Exercise details: Please duplicate the listing below without any change, starting at the line containing "the form [281,775]." and continuing through its last line, with both of those lines included.
— BEGIN Input for this task —
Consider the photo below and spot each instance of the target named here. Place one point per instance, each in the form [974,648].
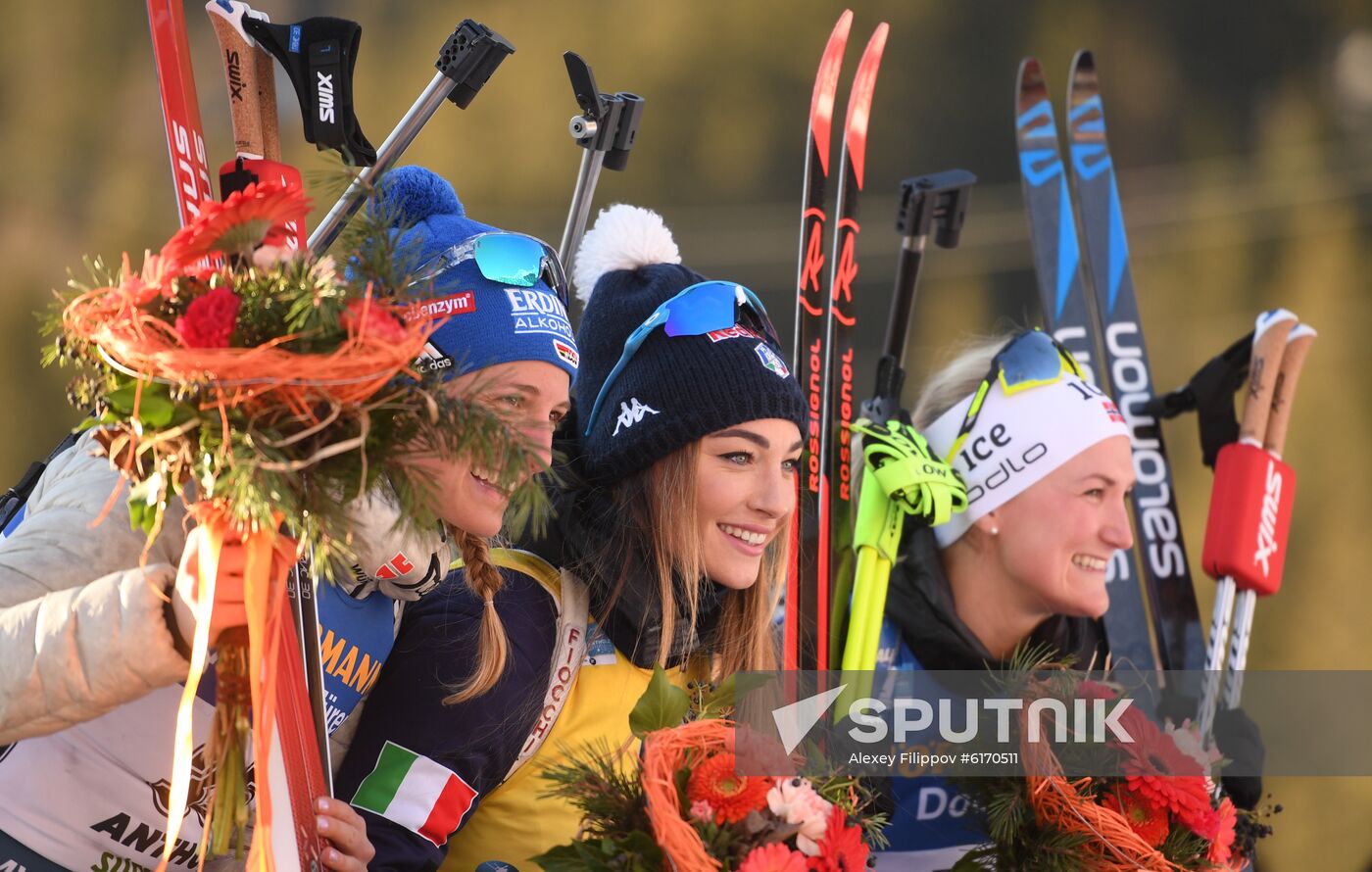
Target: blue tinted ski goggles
[504,258]
[1031,360]
[700,309]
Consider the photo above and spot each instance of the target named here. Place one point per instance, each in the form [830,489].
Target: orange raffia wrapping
[260,378]
[664,752]
[1114,847]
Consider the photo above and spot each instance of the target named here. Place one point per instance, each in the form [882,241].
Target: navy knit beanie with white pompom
[675,388]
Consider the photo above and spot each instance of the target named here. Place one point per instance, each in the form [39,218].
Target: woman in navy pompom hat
[668,549]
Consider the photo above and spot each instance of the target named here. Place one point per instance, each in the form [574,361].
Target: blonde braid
[484,580]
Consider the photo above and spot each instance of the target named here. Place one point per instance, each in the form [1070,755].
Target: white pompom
[624,237]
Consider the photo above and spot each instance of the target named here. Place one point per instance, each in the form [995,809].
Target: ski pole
[466,61]
[250,75]
[937,203]
[1293,361]
[606,129]
[1269,339]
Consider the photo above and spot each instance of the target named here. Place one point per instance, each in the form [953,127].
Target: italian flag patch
[416,793]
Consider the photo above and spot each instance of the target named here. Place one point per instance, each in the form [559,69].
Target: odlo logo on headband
[984,449]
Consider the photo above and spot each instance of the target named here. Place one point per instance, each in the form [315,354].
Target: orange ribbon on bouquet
[268,558]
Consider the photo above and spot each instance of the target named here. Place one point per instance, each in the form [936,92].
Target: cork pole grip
[1293,360]
[267,103]
[240,73]
[1269,340]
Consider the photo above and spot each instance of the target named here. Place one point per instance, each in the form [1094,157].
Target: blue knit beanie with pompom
[482,322]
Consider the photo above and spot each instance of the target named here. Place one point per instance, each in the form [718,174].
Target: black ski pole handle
[607,129]
[464,65]
[936,203]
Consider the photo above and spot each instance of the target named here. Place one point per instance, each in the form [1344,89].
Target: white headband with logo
[1019,439]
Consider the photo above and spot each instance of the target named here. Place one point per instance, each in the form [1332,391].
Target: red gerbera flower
[774,857]
[237,223]
[730,794]
[1221,845]
[1169,782]
[1150,824]
[209,319]
[843,848]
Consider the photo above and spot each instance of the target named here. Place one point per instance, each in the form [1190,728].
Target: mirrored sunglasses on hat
[504,258]
[700,309]
[1031,360]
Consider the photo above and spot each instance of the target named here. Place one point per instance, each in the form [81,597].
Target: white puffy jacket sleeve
[82,630]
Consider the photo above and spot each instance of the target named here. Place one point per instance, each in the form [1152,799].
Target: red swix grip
[1250,517]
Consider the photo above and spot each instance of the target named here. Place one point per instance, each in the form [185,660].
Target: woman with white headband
[1047,460]
[1047,463]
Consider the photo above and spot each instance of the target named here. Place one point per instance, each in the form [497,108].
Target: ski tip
[1271,318]
[1084,73]
[859,102]
[1031,86]
[826,86]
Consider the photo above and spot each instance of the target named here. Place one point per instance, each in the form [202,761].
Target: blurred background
[1242,141]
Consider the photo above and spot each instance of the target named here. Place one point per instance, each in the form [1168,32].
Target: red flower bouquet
[268,391]
[692,810]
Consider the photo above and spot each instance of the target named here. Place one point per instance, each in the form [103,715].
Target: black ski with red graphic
[808,576]
[840,354]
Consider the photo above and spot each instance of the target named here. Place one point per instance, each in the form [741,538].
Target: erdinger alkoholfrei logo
[631,412]
[771,360]
[432,360]
[538,312]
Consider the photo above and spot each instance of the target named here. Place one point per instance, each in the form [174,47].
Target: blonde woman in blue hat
[669,548]
[91,651]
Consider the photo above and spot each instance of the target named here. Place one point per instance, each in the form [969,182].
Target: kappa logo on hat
[771,361]
[628,415]
[566,353]
[432,360]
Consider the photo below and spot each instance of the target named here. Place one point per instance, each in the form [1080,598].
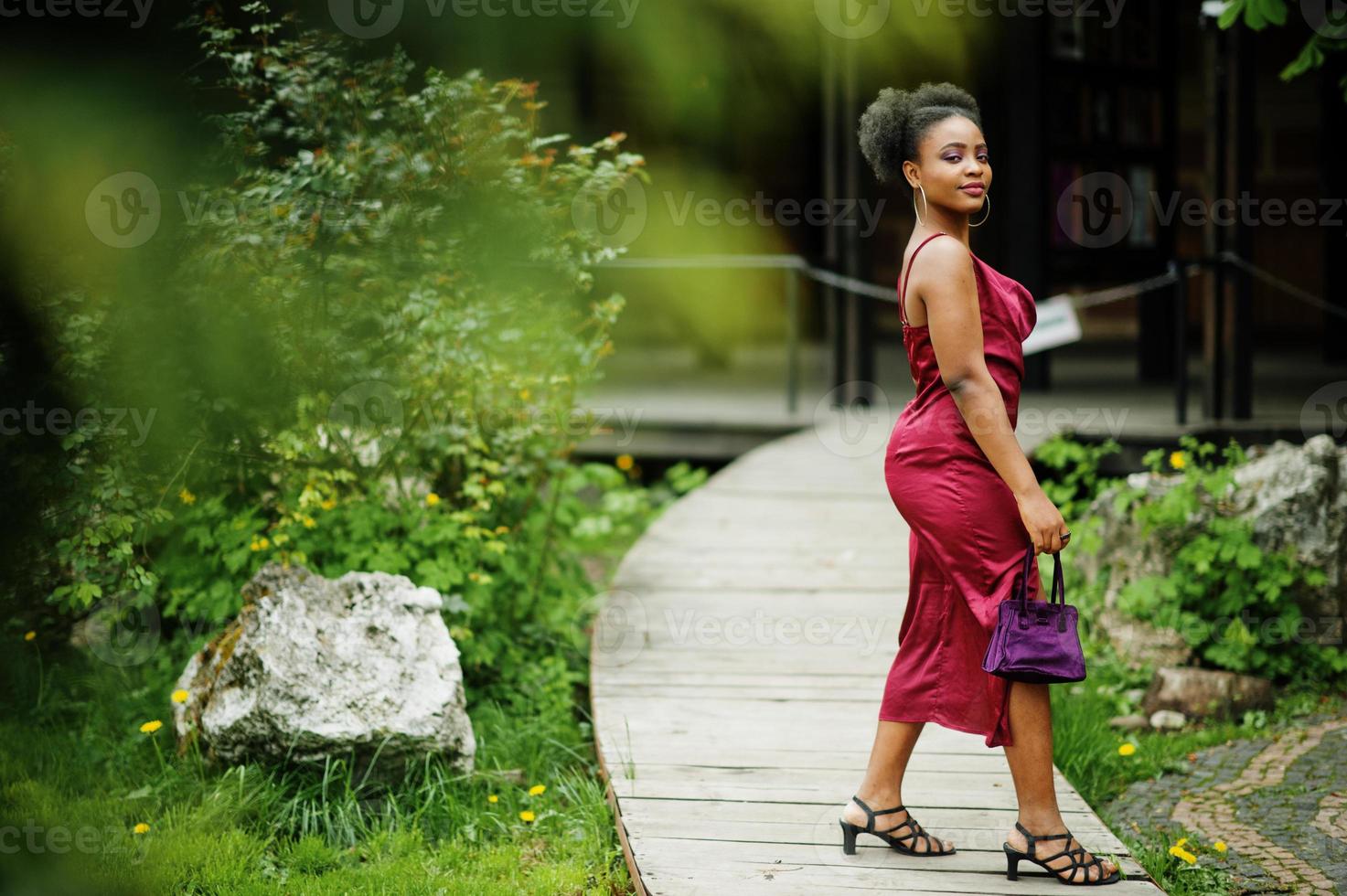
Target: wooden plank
[735,855]
[737,670]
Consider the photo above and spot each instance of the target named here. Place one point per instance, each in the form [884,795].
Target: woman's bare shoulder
[945,253]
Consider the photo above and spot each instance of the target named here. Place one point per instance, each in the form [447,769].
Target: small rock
[1168,719]
[1129,722]
[1139,643]
[1203,691]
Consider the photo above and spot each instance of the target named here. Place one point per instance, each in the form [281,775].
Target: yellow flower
[1179,852]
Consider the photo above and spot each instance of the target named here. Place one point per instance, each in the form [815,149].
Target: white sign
[1058,325]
— END Input for this task —
The solution:
Consider the photo above and spot each instance of the target named here. Place one point per instance, each in the form [281,775].
Target: yellow flower
[1179,852]
Consider the photo above and spot each instance of the target named here. Place one point per instance, each in the form [815,149].
Target: white sign
[1058,325]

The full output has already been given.